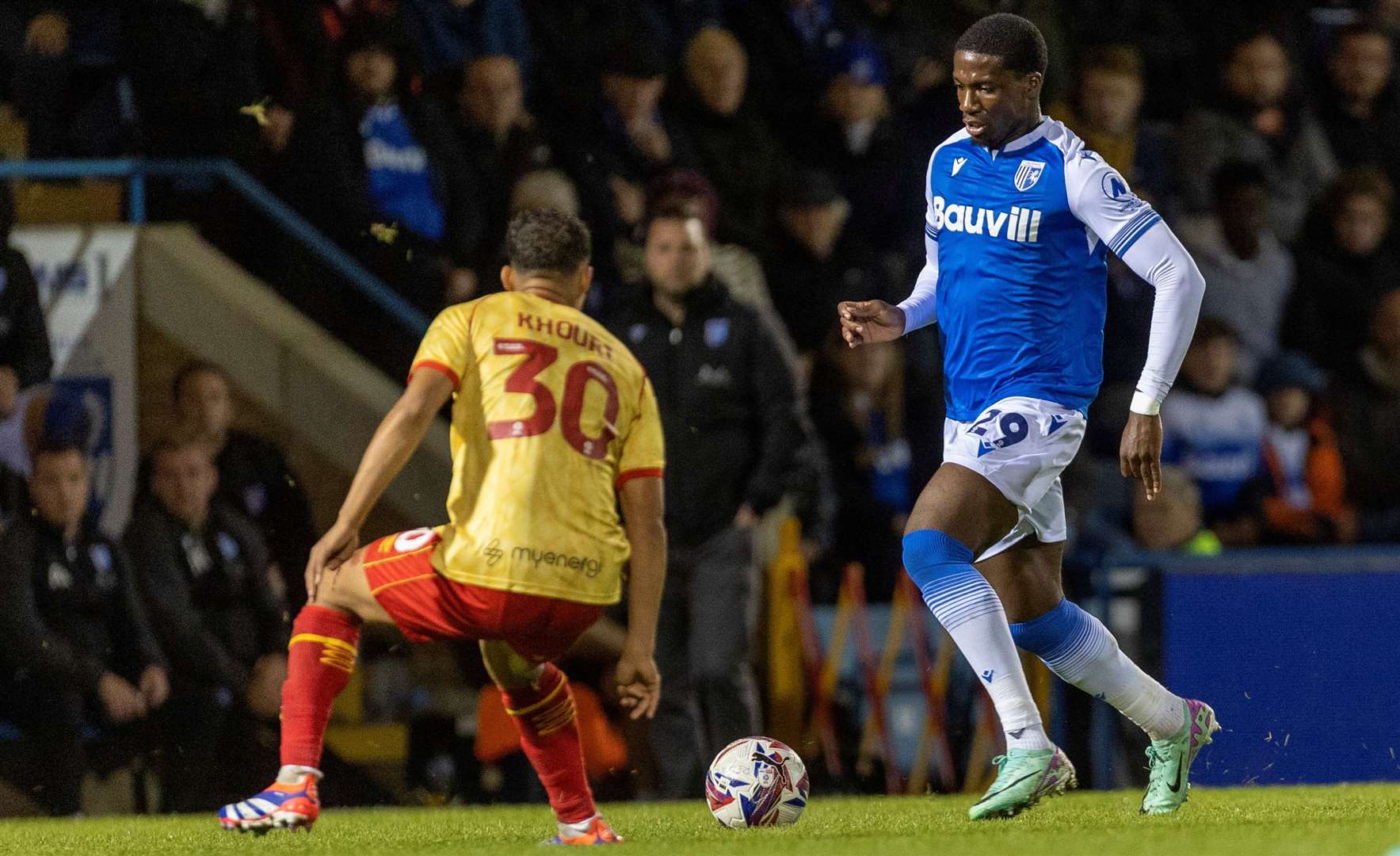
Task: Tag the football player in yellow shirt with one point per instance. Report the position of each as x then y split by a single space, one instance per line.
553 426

------

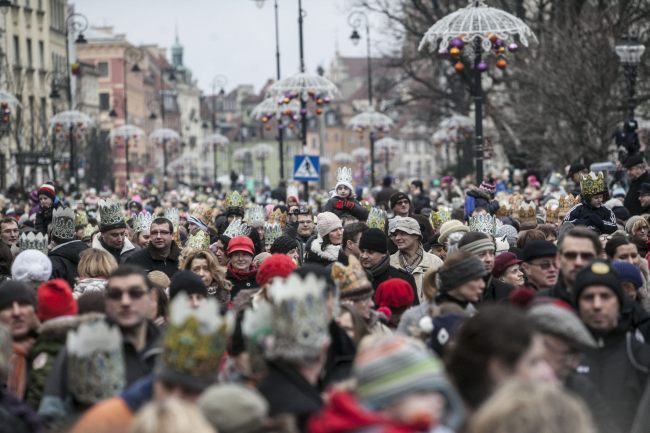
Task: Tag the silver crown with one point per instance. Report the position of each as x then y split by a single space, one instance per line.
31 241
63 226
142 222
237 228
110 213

------

REQUIRED TASK:
Which lines of the material above contain the word "split"? Report each of those lines in full.

CORRECT OUTPUT:
Task: Tag the football player in yellow shirt with one point per instance. Report the position of each as x then y split by a single space, one instance per line.
Task: Tag the silver crown with one point per instance. Report the position of each as x then y split by a single space, one instance per line.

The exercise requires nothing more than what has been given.